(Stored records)

Begin

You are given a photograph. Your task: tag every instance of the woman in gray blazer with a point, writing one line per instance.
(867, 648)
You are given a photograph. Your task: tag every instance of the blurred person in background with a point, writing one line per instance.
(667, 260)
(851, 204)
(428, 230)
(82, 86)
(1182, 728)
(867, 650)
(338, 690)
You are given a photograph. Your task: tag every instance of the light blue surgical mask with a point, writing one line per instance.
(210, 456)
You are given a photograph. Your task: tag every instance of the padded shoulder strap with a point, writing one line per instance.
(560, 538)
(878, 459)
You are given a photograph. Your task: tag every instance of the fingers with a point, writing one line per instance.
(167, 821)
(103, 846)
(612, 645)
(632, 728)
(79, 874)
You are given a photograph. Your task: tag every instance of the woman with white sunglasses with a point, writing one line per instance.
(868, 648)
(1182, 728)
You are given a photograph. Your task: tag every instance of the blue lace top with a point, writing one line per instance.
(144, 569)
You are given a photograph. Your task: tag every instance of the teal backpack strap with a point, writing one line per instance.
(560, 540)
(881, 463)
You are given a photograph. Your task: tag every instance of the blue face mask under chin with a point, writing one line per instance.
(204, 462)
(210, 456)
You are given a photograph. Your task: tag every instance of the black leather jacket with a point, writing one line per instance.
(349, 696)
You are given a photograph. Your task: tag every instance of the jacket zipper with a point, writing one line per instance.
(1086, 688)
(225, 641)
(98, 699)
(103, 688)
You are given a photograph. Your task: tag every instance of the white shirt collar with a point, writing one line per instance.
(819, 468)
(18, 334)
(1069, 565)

End

WRITTEN EXERCISE:
Recast the records above as a two-column CSV headed text,answer, with one row per record. Put each field in double quotes and replace every line break inside a field with a space.

WORKED SOLUTION:
text,answer
"You are given a photograph. Your task: tag every instance of the woman in gray blazer with a point, writing one line per instance.","(867, 648)"
"You are given a photograph. Your task: tag every instance of the blurred person in background with a point, writing one line per instance.","(667, 260) (851, 204) (428, 230) (82, 86) (1182, 728) (867, 650) (338, 690)"
"You are given a photograph. Your task: tag every instance of the light blue surgical mask with a point, writing one line per instance.","(210, 456)"
"You are given a photograph. Your task: tag every instance of the padded shoulder strap with a point, writing one line per instance.","(560, 538) (878, 459)"
"You are given a photograph. Your task: tag every instance of the fingers with a point, writing one line per instance.","(167, 821) (103, 846) (612, 645) (632, 728) (79, 874)"
"You are given a photograph. Your task: tag every instance of the woman with white sunglasses with a point, writing one line per instance.","(868, 648) (1182, 728)"
"You are given a photograph. Your task: tag every instance of the blue lace top with a point, writing one line per instance.","(144, 569)"
"You are given a photograph. Your task: tag every instance of the teal backpack strap with a point, writing one line per instance.","(560, 540) (881, 463)"
"You are given a photograph. Your task: tag every instance of the blue face mask under chin with a point, writing one line per instance.","(204, 462) (210, 456)"
"You are given a photograph. Your task: tag every instance of the black leather jacket with a point, writing one line per instance.","(349, 696)"
"You are given a photograph. Your task: tag every instance of the jacket zipper with a point, writing one line per instance.","(1086, 688) (225, 641) (98, 699) (103, 688)"
"You are given a photograph. Your task: tag every instance of the white shirt collar with a point, writing one line per instance.","(819, 468) (18, 334) (1069, 565)"